▶ Do this: Rewrite the lines from the one containing "Each instance of the abstract" through the one containing "[(47, 186)]", inclusive, changing "glass candle holder" to "glass vase" and keeping the rest of those lines the same.

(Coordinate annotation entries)
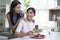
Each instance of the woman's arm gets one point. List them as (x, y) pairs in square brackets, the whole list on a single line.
[(13, 27)]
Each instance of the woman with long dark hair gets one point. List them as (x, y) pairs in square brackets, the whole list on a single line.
[(14, 15)]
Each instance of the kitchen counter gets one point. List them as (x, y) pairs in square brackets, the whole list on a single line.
[(52, 36)]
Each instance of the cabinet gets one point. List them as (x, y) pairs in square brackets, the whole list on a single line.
[(54, 14)]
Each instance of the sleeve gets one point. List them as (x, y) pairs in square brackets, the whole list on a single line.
[(19, 27)]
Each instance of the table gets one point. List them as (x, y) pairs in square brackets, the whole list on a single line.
[(52, 36)]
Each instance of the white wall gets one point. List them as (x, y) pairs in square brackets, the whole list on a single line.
[(42, 11)]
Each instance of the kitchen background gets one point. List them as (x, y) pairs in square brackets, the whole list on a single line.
[(47, 13)]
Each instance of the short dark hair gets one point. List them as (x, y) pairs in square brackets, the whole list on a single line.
[(13, 5), (31, 8)]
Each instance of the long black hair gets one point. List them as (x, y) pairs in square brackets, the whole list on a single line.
[(13, 5)]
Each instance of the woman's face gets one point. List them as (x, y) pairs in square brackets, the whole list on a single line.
[(17, 8), (30, 14)]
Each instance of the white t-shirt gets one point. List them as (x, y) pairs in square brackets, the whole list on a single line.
[(25, 26)]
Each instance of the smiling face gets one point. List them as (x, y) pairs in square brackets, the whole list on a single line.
[(30, 14), (17, 8)]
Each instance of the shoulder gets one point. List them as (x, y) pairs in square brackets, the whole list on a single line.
[(8, 15), (33, 21)]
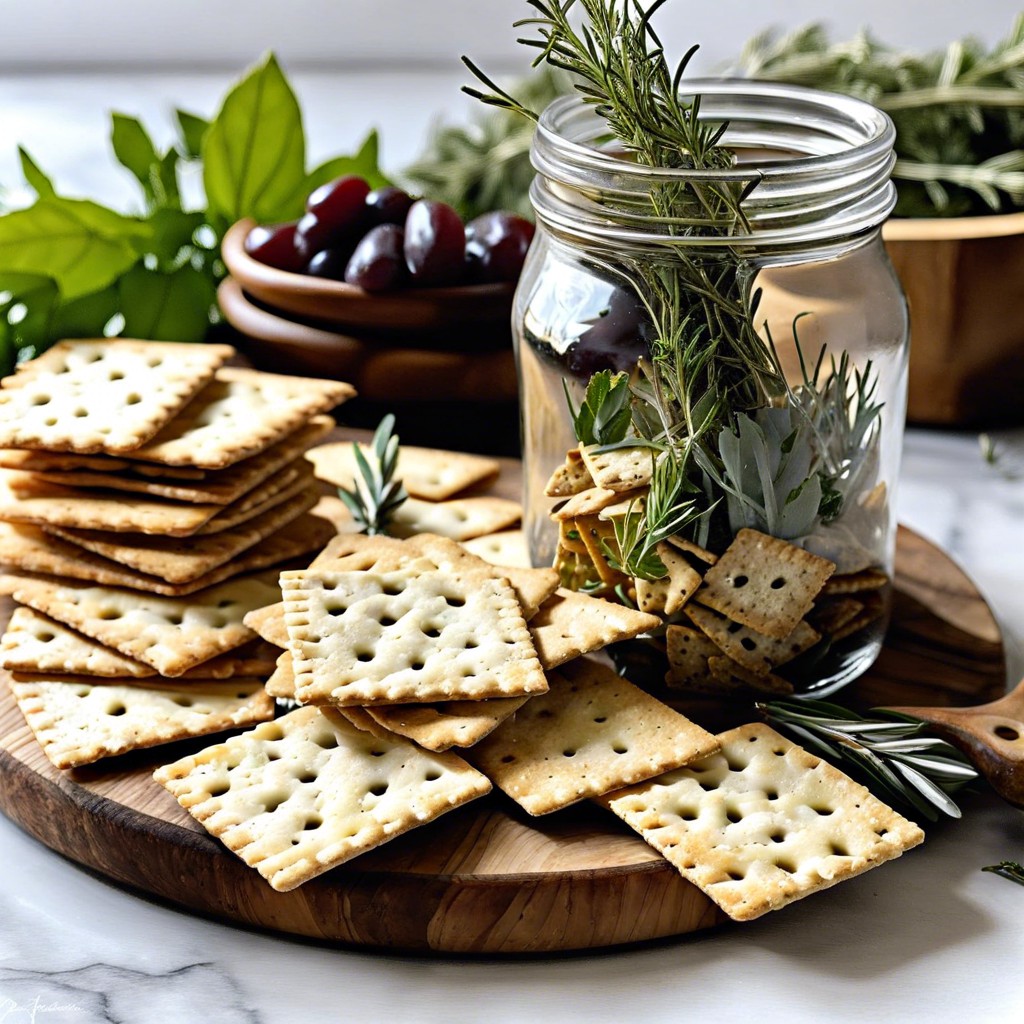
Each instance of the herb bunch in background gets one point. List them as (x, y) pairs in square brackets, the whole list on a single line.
[(72, 267), (958, 113)]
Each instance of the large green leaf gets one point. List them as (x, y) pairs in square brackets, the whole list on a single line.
[(81, 245), (166, 306), (254, 151)]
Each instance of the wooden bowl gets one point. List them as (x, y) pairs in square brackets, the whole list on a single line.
[(379, 372), (473, 308), (964, 279)]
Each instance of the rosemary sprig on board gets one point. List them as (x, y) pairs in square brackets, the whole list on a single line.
[(376, 494), (958, 112), (890, 755)]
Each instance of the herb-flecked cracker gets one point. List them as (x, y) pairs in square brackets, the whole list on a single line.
[(763, 822), (416, 634), (592, 732), (764, 583), (337, 792), (101, 394), (79, 721)]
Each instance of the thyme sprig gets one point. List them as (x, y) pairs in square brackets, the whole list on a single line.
[(890, 754), (376, 495)]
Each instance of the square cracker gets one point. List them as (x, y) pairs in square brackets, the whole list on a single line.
[(80, 721), (620, 469), (763, 822), (239, 414), (417, 634), (171, 634), (102, 394), (34, 643), (297, 797), (569, 624), (219, 486), (592, 732), (428, 473), (443, 725), (764, 583)]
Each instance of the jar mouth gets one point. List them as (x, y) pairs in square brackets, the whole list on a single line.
[(820, 165)]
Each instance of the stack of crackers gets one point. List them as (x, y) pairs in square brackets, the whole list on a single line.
[(732, 617), (147, 496), (426, 676)]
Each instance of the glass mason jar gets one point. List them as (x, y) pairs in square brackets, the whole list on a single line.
[(817, 290)]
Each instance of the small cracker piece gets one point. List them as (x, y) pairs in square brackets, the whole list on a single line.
[(764, 583), (170, 634), (417, 634), (80, 721), (591, 732), (667, 596), (507, 547), (755, 651), (620, 469), (238, 415), (763, 822), (569, 478), (443, 725), (432, 474), (102, 394), (301, 795), (569, 624)]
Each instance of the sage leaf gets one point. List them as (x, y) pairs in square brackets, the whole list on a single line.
[(81, 245), (254, 151), (166, 306)]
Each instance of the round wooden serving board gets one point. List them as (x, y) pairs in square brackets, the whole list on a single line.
[(483, 879)]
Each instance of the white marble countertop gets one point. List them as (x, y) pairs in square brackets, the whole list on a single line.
[(931, 937)]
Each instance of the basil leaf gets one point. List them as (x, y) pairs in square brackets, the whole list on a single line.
[(166, 306), (192, 131), (364, 164), (83, 246), (134, 148), (254, 152), (27, 302), (34, 176)]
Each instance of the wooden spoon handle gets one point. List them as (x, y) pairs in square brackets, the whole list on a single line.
[(990, 735)]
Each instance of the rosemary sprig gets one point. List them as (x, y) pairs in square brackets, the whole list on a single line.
[(375, 494), (890, 754)]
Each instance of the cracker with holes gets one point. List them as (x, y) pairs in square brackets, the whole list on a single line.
[(450, 723), (619, 469), (416, 634), (764, 583), (507, 547), (570, 624), (80, 721), (667, 596), (591, 733), (240, 414), (35, 643), (170, 634), (569, 478), (428, 473), (755, 651), (297, 797), (763, 822), (102, 394)]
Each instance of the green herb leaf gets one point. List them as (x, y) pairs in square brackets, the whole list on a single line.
[(254, 151), (192, 131), (34, 176), (166, 306), (83, 246), (364, 164)]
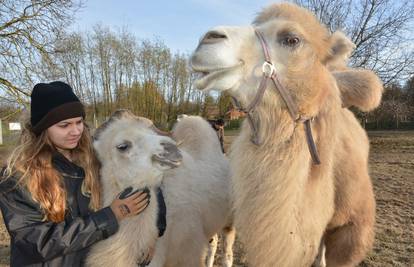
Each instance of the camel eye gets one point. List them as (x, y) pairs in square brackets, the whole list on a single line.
[(289, 40), (124, 146)]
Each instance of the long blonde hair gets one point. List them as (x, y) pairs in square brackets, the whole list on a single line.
[(31, 162)]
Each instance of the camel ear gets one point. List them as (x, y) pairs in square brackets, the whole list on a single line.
[(341, 48)]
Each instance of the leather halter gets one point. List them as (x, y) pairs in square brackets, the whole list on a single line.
[(269, 72)]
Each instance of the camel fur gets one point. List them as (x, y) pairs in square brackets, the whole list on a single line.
[(196, 190), (286, 208)]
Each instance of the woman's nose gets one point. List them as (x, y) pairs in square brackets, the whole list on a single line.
[(76, 129)]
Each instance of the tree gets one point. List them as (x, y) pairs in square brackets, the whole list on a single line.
[(28, 32), (380, 29)]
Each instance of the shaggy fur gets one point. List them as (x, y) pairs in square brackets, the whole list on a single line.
[(196, 192), (284, 205)]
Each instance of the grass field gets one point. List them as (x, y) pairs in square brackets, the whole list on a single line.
[(392, 172)]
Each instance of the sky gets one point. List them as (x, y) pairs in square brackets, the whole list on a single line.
[(179, 24)]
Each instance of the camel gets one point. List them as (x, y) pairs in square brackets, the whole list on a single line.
[(301, 190), (193, 176)]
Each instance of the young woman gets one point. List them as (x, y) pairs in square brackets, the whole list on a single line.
[(49, 193)]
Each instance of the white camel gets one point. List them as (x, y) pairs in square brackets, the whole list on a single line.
[(194, 179), (294, 194)]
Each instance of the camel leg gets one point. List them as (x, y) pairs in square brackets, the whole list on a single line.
[(320, 260), (229, 236), (347, 245), (212, 248)]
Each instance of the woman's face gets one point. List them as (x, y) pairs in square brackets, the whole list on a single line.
[(67, 133)]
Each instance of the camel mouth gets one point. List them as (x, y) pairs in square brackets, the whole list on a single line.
[(206, 76)]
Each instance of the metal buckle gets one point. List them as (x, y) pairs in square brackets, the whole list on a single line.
[(268, 69)]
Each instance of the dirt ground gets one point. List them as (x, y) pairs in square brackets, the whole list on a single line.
[(392, 172)]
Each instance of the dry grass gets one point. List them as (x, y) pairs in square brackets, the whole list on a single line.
[(392, 172)]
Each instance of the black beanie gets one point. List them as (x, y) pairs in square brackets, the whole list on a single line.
[(51, 103)]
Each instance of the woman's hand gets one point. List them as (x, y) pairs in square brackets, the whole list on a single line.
[(125, 206)]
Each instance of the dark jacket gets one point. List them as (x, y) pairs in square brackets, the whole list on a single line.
[(35, 242)]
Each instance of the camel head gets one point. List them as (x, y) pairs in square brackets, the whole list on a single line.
[(300, 48), (132, 150)]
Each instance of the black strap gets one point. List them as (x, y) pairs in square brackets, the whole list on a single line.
[(162, 213)]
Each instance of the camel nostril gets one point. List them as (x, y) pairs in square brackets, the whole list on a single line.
[(213, 36)]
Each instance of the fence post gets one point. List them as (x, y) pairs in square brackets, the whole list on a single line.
[(1, 134)]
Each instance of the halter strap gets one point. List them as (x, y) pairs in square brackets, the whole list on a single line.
[(269, 72)]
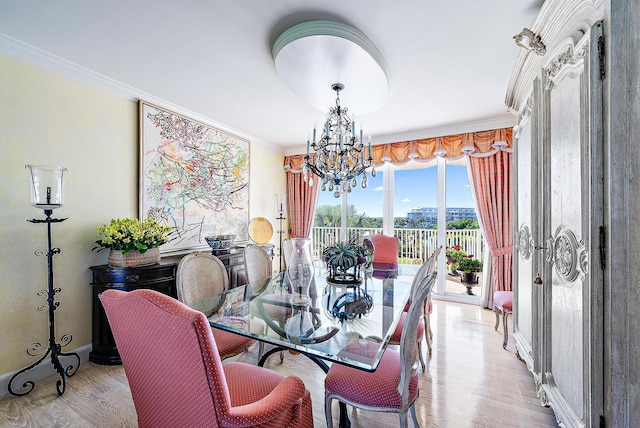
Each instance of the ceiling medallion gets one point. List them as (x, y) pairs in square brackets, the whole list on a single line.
[(311, 56)]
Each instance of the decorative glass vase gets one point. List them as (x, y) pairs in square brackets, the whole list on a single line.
[(300, 271), (134, 258)]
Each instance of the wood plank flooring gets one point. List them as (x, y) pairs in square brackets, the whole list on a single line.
[(470, 381)]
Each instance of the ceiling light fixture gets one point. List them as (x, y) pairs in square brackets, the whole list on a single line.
[(339, 153)]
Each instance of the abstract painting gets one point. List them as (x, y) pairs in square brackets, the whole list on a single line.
[(193, 177)]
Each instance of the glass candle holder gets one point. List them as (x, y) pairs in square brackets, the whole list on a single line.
[(47, 186)]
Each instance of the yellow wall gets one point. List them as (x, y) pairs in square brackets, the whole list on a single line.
[(48, 119)]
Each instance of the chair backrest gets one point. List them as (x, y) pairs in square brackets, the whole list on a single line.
[(409, 340), (257, 263), (200, 275), (170, 359), (385, 248)]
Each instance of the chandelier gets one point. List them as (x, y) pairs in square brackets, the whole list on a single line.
[(339, 153)]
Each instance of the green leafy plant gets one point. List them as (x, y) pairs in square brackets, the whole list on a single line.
[(344, 260), (129, 234), (469, 265)]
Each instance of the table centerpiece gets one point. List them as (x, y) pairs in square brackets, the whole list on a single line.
[(345, 262)]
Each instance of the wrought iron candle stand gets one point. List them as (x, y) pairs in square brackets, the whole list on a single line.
[(54, 348), (47, 192)]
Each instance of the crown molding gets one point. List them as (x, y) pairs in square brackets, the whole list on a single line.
[(29, 54)]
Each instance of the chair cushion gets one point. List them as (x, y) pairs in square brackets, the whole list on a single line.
[(230, 344), (503, 299), (395, 338), (248, 384), (385, 248), (377, 389)]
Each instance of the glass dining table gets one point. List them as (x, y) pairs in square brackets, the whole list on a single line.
[(348, 324)]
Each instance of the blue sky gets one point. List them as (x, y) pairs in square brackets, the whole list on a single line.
[(413, 189)]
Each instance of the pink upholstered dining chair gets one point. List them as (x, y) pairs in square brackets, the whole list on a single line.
[(385, 248), (176, 377), (393, 387), (201, 275), (424, 327)]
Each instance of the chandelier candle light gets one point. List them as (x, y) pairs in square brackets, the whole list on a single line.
[(339, 154)]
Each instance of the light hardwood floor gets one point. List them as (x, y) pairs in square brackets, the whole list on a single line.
[(470, 381)]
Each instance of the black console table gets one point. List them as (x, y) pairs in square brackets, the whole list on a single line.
[(160, 277)]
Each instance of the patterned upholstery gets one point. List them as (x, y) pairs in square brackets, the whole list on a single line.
[(424, 327), (201, 275), (385, 248), (393, 387), (503, 302), (176, 376)]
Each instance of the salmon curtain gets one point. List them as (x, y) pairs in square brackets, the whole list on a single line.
[(491, 179), (301, 198)]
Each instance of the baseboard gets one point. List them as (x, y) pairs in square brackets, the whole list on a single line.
[(42, 371)]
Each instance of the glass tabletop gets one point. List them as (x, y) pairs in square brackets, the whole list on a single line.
[(346, 324)]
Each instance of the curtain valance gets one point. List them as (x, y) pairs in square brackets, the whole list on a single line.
[(475, 144)]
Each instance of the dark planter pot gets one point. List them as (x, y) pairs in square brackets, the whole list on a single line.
[(470, 280)]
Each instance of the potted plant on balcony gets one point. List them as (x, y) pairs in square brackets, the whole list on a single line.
[(345, 260), (469, 268)]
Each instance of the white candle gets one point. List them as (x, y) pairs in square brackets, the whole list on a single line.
[(314, 135)]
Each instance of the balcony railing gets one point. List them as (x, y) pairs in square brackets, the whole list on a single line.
[(414, 245)]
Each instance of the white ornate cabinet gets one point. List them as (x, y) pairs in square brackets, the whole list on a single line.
[(557, 92)]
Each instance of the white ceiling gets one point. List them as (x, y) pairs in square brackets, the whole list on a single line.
[(448, 62)]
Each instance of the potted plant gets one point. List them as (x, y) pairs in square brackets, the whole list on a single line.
[(454, 254), (132, 242), (344, 261), (469, 268)]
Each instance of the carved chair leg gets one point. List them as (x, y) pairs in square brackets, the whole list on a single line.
[(505, 324), (420, 355)]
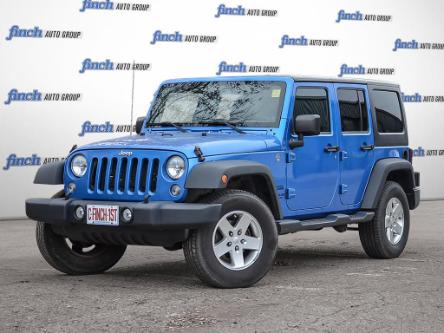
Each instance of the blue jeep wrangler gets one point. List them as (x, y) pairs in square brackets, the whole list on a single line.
[(221, 166)]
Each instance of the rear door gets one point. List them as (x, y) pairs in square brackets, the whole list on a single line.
[(356, 141), (313, 169)]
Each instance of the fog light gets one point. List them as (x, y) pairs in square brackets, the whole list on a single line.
[(175, 190), (127, 215), (70, 188), (80, 213)]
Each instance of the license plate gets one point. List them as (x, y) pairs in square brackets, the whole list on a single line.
[(102, 215)]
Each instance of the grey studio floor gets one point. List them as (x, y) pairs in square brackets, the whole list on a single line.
[(321, 281)]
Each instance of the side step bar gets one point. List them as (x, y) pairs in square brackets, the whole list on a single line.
[(333, 220)]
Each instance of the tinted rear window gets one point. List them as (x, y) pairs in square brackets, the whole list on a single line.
[(353, 110), (388, 111), (313, 101)]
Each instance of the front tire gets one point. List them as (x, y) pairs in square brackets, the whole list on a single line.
[(75, 258), (239, 249), (386, 236)]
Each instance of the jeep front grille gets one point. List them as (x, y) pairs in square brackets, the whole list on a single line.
[(123, 175)]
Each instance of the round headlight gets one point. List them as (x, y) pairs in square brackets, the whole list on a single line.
[(79, 165), (175, 167)]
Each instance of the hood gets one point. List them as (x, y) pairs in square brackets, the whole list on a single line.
[(211, 143)]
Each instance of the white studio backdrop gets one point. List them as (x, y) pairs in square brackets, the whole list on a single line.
[(64, 63)]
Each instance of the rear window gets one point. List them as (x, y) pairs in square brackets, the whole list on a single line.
[(353, 110), (310, 100), (388, 111)]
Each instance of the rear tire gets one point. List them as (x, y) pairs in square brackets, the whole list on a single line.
[(386, 236), (75, 258), (239, 249)]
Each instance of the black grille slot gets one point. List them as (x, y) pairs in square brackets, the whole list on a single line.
[(143, 175), (112, 175), (154, 173), (133, 174), (122, 174), (92, 177), (102, 174)]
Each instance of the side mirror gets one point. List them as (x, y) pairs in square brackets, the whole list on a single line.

▶ Answer to this task:
Each instance of the abstract painting gets one point. List them as (x, y) pairs in square brackets, the whole list on a single line.
[(193, 177)]
Each instance of the glass vase gets one point. List them as (x, y) pairs in square brackets, the whole list on a single line.
[(47, 186)]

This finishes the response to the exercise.